===== The records =====

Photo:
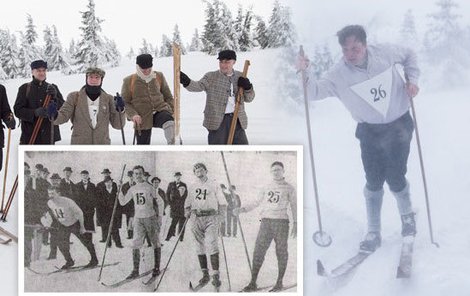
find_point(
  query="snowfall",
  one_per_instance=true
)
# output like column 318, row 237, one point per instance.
column 443, row 125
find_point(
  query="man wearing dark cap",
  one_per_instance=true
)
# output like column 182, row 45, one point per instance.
column 106, row 197
column 29, row 106
column 85, row 198
column 66, row 186
column 176, row 194
column 101, row 211
column 91, row 111
column 221, row 89
column 128, row 209
column 149, row 102
column 7, row 117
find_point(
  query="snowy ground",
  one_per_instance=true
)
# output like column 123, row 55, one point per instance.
column 444, row 127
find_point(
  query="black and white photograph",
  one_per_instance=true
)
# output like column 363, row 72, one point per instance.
column 192, row 220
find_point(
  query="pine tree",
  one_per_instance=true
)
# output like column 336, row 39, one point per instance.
column 94, row 50
column 242, row 25
column 230, row 36
column 280, row 30
column 213, row 31
column 131, row 55
column 322, row 61
column 195, row 42
column 166, row 48
column 261, row 33
column 9, row 54
column 146, row 47
column 408, row 35
column 177, row 39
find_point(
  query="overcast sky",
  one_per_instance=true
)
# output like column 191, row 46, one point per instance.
column 319, row 20
column 127, row 22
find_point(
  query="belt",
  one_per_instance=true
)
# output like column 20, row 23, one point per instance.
column 203, row 213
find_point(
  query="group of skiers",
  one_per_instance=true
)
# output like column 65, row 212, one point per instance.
column 146, row 101
column 60, row 207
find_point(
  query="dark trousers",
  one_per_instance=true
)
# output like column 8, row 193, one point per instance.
column 28, row 245
column 114, row 234
column 172, row 230
column 220, row 136
column 144, row 136
column 63, row 238
column 384, row 152
column 232, row 221
column 271, row 229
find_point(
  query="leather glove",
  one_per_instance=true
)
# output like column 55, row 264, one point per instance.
column 41, row 112
column 52, row 110
column 119, row 103
column 244, row 83
column 184, row 79
column 10, row 122
column 52, row 91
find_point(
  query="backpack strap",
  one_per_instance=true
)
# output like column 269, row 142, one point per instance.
column 28, row 89
column 158, row 82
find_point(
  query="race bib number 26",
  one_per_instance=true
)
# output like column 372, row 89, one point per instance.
column 376, row 91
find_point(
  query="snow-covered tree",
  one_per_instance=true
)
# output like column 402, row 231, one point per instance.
column 93, row 50
column 242, row 26
column 322, row 61
column 131, row 54
column 261, row 33
column 196, row 44
column 280, row 30
column 53, row 52
column 146, row 47
column 408, row 35
column 9, row 54
column 166, row 49
column 213, row 31
column 177, row 39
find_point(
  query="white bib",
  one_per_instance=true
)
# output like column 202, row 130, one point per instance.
column 376, row 91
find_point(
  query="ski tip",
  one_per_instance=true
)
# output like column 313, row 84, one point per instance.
column 401, row 274
column 320, row 268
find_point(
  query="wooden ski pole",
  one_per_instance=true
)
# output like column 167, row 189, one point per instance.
column 6, row 169
column 120, row 122
column 239, row 222
column 421, row 163
column 233, row 124
column 10, row 200
column 36, row 129
column 176, row 94
column 171, row 255
column 110, row 228
column 320, row 237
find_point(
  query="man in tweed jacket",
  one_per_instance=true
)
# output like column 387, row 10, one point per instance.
column 221, row 87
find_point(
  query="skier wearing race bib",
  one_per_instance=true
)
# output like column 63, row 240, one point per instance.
column 274, row 200
column 147, row 221
column 68, row 218
column 368, row 83
column 204, row 206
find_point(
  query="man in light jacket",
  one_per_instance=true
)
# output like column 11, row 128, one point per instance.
column 370, row 86
column 91, row 110
column 221, row 88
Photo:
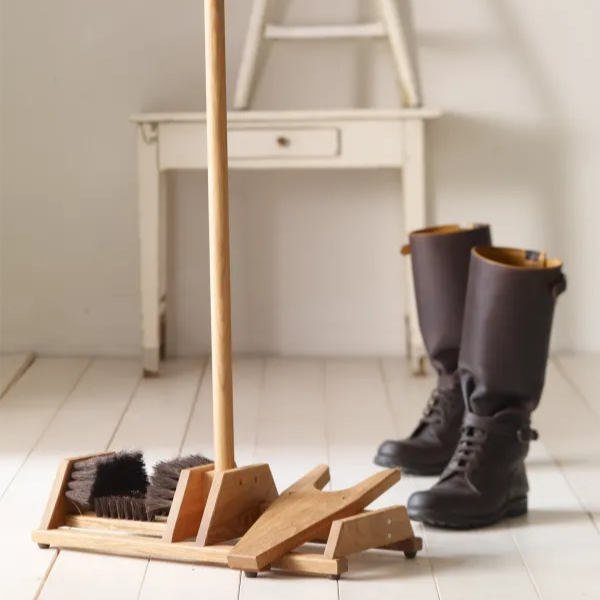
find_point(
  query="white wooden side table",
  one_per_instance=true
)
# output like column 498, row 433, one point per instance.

=====

• _The problem_: Type out the data above once more, exactly, with no images included.

• _Written answer_:
Photo:
find_point(
  query="snowfall",
  one_per_instance=true
)
# output like column 318, row 237, one point per instance.
column 443, row 125
find_point(
  query="man wearing dark cap",
  one_per_instance=true
)
# output like column 182, row 45, one point per instance.
column 106, row 197
column 29, row 106
column 85, row 198
column 66, row 186
column 176, row 194
column 101, row 211
column 91, row 111
column 221, row 89
column 128, row 209
column 149, row 102
column 7, row 117
find_point(
  query="snowy ground",
  one_per_instance=true
)
# output like column 123, row 55, one point per instance.
column 444, row 127
find_point(
  query="black and white photograph",
  one_per_instance=true
)
# output like column 363, row 72, one point per instance.
column 192, row 220
find_point(
  query="pine tree",
  one_per_instance=true
)
# output like column 336, row 39, one point per instance.
column 94, row 50
column 242, row 25
column 230, row 36
column 280, row 30
column 213, row 31
column 131, row 55
column 322, row 61
column 195, row 42
column 166, row 48
column 261, row 33
column 9, row 54
column 146, row 47
column 408, row 35
column 177, row 39
find_point(
  query="overcast sky",
  one_per_instance=true
)
# output like column 191, row 46, one point per instance.
column 319, row 20
column 127, row 22
find_point(
  query="belt",
  one_per_instance=true
)
# output like column 20, row 23, one point per instance.
column 203, row 213
find_point(
  query="group of skiers",
  one_per_instance=true
)
# output like column 65, row 212, one point per instance.
column 146, row 101
column 60, row 207
find_point(
  query="dark trousers",
  one_per_instance=true
)
# output like column 8, row 193, one point per instance.
column 28, row 245
column 114, row 234
column 172, row 230
column 220, row 136
column 144, row 136
column 63, row 238
column 384, row 152
column 232, row 221
column 271, row 229
find_point(
  query="leather glove",
  one_per_instance=true
)
# output like column 55, row 264, one point per instance.
column 41, row 112
column 52, row 110
column 119, row 103
column 244, row 83
column 184, row 79
column 10, row 122
column 52, row 91
find_point(
  query="backpack strap",
  one_per_instance=true
)
# output like column 269, row 142, one point per instance.
column 28, row 89
column 158, row 82
find_point(
  query="race bib number 26",
  one_per_instance=true
)
# output like column 372, row 89, one point per instance.
column 376, row 91
find_point(
  query="snow-covered tree",
  one_per_instance=true
)
# output like column 402, row 231, one point per instance.
column 93, row 50
column 242, row 26
column 322, row 61
column 131, row 54
column 261, row 33
column 196, row 44
column 280, row 30
column 53, row 52
column 146, row 47
column 408, row 35
column 9, row 54
column 166, row 49
column 213, row 31
column 177, row 39
find_point(
  query="white bib",
  one_per_instance=true
)
# output like column 202, row 130, one point per instance.
column 376, row 91
find_point(
  query="ski tip",
  one_per_instance=true
)
# output like column 313, row 84, one point per instance.
column 401, row 274
column 320, row 268
find_point(
  query="wooden ski pole",
  one_per_instance=true
)
# output like column 167, row 189, one point per instance.
column 6, row 169
column 120, row 122
column 239, row 222
column 421, row 163
column 233, row 124
column 10, row 200
column 36, row 129
column 176, row 94
column 171, row 255
column 110, row 228
column 320, row 237
find_point(
  query="man in tweed jacket",
  one_per_instance=true
)
# output like column 387, row 10, one point per instance.
column 221, row 87
find_point(
  query="skier wearing race bib",
  one_per_instance=true
)
# output like column 63, row 240, one point per instance.
column 274, row 200
column 147, row 221
column 68, row 218
column 368, row 83
column 204, row 206
find_point(
  query="man in light jacket",
  one_per_instance=true
)
# output like column 11, row 128, one point per instance.
column 370, row 86
column 91, row 110
column 221, row 88
Photo:
find_point(
  query="white wooden side table",
  one_per_instance=true
)
# output like column 498, row 433, one point per instance.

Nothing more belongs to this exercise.